● **WORK TASK**: This task calls for printing every entry exactly.

[Point localization data]
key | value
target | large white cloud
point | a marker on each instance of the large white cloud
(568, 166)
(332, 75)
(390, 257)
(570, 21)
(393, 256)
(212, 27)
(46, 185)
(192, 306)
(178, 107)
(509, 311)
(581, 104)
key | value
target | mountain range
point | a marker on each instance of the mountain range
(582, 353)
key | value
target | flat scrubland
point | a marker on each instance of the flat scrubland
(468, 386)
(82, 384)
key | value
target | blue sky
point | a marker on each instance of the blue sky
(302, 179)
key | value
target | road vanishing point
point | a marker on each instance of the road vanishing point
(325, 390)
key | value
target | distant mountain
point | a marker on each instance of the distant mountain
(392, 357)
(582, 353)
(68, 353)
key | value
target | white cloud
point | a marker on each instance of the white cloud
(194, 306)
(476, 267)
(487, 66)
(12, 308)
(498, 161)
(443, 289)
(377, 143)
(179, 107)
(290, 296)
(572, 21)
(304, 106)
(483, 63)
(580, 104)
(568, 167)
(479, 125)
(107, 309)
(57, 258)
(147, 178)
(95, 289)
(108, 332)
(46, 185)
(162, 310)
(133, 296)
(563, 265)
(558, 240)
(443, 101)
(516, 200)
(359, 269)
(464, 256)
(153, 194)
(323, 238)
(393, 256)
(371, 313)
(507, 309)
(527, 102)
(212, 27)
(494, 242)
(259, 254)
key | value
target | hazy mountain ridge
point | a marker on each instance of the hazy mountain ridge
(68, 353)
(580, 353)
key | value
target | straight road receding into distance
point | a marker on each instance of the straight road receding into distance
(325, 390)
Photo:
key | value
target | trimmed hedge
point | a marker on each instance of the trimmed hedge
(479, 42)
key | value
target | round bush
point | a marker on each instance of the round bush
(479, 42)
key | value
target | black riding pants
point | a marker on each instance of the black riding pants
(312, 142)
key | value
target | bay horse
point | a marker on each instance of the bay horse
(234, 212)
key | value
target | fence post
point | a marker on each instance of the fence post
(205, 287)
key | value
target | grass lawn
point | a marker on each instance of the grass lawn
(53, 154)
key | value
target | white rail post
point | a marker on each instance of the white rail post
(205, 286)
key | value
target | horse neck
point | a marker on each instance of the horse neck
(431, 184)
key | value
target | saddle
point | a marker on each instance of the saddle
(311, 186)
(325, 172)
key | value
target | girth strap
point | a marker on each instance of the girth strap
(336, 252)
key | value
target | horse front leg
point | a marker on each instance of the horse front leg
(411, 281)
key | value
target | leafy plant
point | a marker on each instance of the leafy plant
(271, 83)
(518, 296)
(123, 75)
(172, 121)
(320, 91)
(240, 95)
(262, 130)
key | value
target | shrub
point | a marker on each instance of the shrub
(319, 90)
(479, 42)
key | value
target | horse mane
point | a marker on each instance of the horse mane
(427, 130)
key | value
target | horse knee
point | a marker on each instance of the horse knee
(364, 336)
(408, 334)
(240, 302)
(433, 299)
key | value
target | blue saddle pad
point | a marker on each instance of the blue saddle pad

● **RESPONSE TO THE TASK**:
key | value
target | large white cloud
point | a marker on each instance of the large white cloud
(568, 166)
(332, 75)
(390, 257)
(570, 21)
(393, 256)
(212, 27)
(46, 185)
(192, 306)
(178, 107)
(509, 311)
(581, 104)
key | value
target | mountain range
point | a marker on each instance of the mountain range
(582, 353)
key | value
target | flat scrubland
point | a marker on each instance of the flat scrubland
(468, 386)
(82, 384)
key | value
target | blue sky
point | a marker on each instance of the blue sky
(302, 179)
key | value
target | road vanishing point
point | a marker on each instance of the road vanishing point
(325, 390)
key | value
target | distant mountain
point | a marker on each instance of the distant mountain
(392, 357)
(582, 353)
(68, 353)
key | value
target | white cloud
point | a marker on each instance of the white cloud
(194, 306)
(476, 267)
(487, 66)
(12, 308)
(498, 161)
(443, 289)
(377, 143)
(179, 107)
(290, 296)
(572, 21)
(304, 106)
(483, 63)
(580, 104)
(568, 167)
(479, 125)
(107, 309)
(57, 258)
(147, 178)
(95, 289)
(108, 332)
(46, 185)
(162, 310)
(133, 296)
(563, 265)
(558, 240)
(443, 101)
(516, 200)
(359, 269)
(464, 256)
(153, 194)
(323, 238)
(393, 256)
(371, 313)
(507, 309)
(527, 102)
(212, 27)
(494, 242)
(259, 254)
key | value
target | hazy mountain ridge
point | a marker on each instance of the hazy mountain ridge
(68, 353)
(580, 353)
key | value
target | straight road receding into distance
point | a marker on each instance of the straight road receding into distance
(325, 390)
Photo:
key | value
target | trimmed hedge
point | a marker on each instance of the trimmed hedge
(479, 42)
key | value
target | round bush
point | a marker on each instance of the round bush
(479, 42)
key | value
target | black riding pants
point | a marker on each instance of the black riding pants
(312, 142)
key | value
target | bay horse
point | a marker on each instance of the bay horse
(234, 212)
key | value
target | fence post
point | a marker on each instance of the fence post
(205, 287)
key | value
target | grass lawn
point | a marker on each instance of the grass lawn
(53, 154)
key | value
target | white rail post
point | a marker on each instance of the white rail post
(205, 286)
key | value
target | horse neck
point | a marker on each instance of the horse neck
(431, 184)
key | value
target | saddle
point | a marker on each instance of the saddle
(311, 186)
(325, 172)
key | value
target | girth strap
point | a marker on each instance of the girth strap
(336, 252)
key | value
target | horse front leg
point | a marker on each instance of the horse front leg
(411, 281)
key | value
target | leafy plant
point | a marker on each instance of the leafy plant
(271, 83)
(518, 296)
(123, 75)
(172, 121)
(320, 91)
(240, 95)
(262, 130)
key | value
target | shrub
point | a marker on each instance of the shrub
(319, 90)
(479, 42)
key | value
target | horse mane
point | a marker on each instance of the horse mane
(427, 130)
key | value
target | horse knee
point | a marker on each instance of the horse knee
(364, 336)
(408, 334)
(240, 302)
(433, 299)
key | value
target | blue saddle pad
point | a marker on each instance of the blue saddle pad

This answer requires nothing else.